- [DATASET ROWS]:

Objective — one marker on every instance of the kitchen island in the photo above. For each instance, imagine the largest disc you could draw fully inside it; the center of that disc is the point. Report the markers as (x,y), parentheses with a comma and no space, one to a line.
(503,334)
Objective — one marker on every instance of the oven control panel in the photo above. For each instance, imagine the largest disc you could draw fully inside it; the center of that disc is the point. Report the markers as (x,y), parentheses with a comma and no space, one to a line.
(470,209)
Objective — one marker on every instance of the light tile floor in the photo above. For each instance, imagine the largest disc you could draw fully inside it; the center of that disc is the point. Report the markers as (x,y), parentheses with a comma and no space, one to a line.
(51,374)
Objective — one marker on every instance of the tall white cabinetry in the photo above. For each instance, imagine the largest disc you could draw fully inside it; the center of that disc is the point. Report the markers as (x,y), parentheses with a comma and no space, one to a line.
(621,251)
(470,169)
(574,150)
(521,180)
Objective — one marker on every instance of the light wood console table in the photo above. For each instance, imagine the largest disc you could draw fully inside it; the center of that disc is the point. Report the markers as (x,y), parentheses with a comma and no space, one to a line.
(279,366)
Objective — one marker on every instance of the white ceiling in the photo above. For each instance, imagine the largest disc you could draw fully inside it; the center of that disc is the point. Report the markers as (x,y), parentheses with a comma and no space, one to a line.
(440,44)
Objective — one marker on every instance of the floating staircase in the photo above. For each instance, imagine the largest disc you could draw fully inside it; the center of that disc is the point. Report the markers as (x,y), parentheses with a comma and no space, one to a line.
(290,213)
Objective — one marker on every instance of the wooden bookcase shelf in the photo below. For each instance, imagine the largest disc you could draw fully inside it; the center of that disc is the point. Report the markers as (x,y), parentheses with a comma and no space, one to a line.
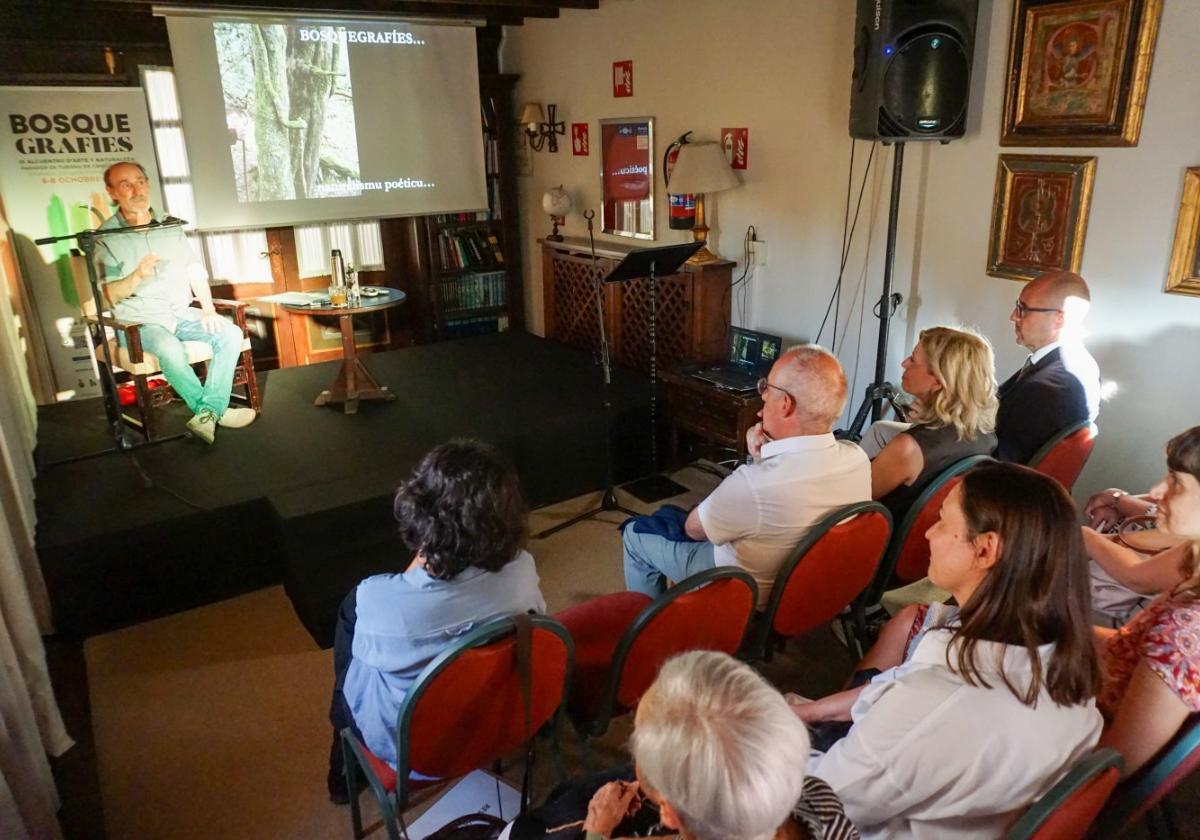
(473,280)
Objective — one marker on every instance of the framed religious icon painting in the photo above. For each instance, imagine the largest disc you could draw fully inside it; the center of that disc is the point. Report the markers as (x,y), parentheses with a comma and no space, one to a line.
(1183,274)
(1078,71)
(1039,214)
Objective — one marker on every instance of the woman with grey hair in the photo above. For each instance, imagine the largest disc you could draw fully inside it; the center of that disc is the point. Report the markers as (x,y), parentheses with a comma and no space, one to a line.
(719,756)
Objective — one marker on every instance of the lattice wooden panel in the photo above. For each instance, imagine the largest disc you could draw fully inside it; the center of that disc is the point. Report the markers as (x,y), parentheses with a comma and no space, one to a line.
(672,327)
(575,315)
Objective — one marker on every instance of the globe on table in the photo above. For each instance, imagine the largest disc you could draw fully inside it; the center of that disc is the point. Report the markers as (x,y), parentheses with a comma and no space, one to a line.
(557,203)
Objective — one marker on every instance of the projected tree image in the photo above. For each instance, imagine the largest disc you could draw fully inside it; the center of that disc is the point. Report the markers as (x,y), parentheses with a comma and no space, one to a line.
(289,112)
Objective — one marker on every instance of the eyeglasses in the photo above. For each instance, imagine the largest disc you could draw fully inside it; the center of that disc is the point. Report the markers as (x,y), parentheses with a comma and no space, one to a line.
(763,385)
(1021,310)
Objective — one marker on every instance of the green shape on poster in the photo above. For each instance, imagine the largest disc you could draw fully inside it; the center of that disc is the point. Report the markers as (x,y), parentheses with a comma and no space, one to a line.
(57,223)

- [REQUIRED WORK]:
Switch every "disc" in the listing to "circle" and give the listing again with nothing else changed. Leave the pictures out.

- [EXERCISE SOLUTION]:
Objective — one marker on every instance of the kitchen island in the photo above. For each instance, imagine the largest circle you could draw fully inside it; the center of that circle is the point. Report the markers as (x,y), parentheses with a comma and no space, one to a line.
(503,334)
Objective — one marker on every instance of the oven control panel in the photo above. For each instance, imagine the largest circle you could draw fully inside it; the center of that circle is the point. Report the markers as (x,y), parentheses with a comma and no space, one to a line.
(470,209)
Objective — one marker on every instance of the light tile floor in the photo above. For each instance, imagine the largest circle you could draw fully inside it; the center of that circle is the point. Report the markers as (x,y), parentheses with a comma and no space, one to a line.
(51,374)
Objective — one marker on every instance of the tall white cabinetry in the photo above. For each instance, imagine the largest circle you could draw fully inside it; the center of that circle is the point. Report the markers as (x,y), parentheses with a comma and no space, one to a line.
(621,251)
(470,169)
(574,150)
(521,180)
Objective — one marker on every instance of the light wood console table in the photo above. For each instance, imagine the largest circle you could draw fully inside it; the center of that circle is the point. Report the markers as (x,y), parentheses with a comma and no space, one to a line.
(279,366)
Objective — one marker on every instance of the white ceiling in the photo above. For each instance, imagine the largest circle you could draw fully inside it; the center of that circle is the point. Report the markers as (x,y), parentheses with a comma and no space, one to a line.
(440,44)
Objective — one marker on every instance of the floating staircase in the photo above. For each instance, imagine the largest circle you could draw fully inside it; the center of that circle is the point. Report the markers as (x,y), parentheses with a comma and no space, one to a line.
(290,213)
Objective — one marker on every instance of the wooden bookcase shelf in the photo below. For each instance, imagine the largest circle you could draw fully inside it; the center of that circle is the point. Report the markers as (x,y), parentheses with a comma and no space, one to a line.
(473,280)
Objective — one marker on every instance of the framed religious icon painting in the photo above. For each instance, imagine the largest circle you could draw fully inside it; the center of that circle is the point. Report the markers as (x,y), parentheses with a comma and no space, one to a line.
(1183,274)
(1078,71)
(1039,214)
Objective — one marker on every instance of the woman with grey hair in the photo above. For each instance, imagine the largest circle you could draw fully inside it; the center of that circle is the point. Report the markers as (x,y), parentheses with a comma and no space, one to a line.
(719,756)
Objective — one marker on every instance of the lattice wooden panel in the photo above. For each instance, imagine the largest circle you could draw fully inside it; the center of that circle is the point. Report the markers as (x,y), parentheses with a comma and no space, one to a line.
(672,327)
(575,315)
Objective — one marker on every instance of the globe on table in the photo above. For each instance, imagine the largest circle you could draw fully inside it; the center of that circle is the point. Report the markers as (x,y), parentheses with a comma and no space, one to a line.
(557,203)
Objective — one marker on every instance of the projected tree image in the photo above. For each instance, imagine the largest circle you could draw fully inside it; the center of that circle is the point. Report the markers as (x,y), parentheses with a comma and no space, one to a line.
(289,112)
Objective — one marker on every instance of the eyeglasses in the photo above. For each instance, imagine the largest circle you could draw fully inside it; the center of that circle is the point. Report the markers as (x,y), parentheses with a comma and no space, one to a line.
(763,385)
(1021,310)
Objective — one marker on every instance of the green shape on poster in the photo above. For each instance, imagine the largest circle you could draw fully inside it; the center of that circle is the point. Report the markers as (x,y), parentheses with a comma and no space, one to a line.
(57,223)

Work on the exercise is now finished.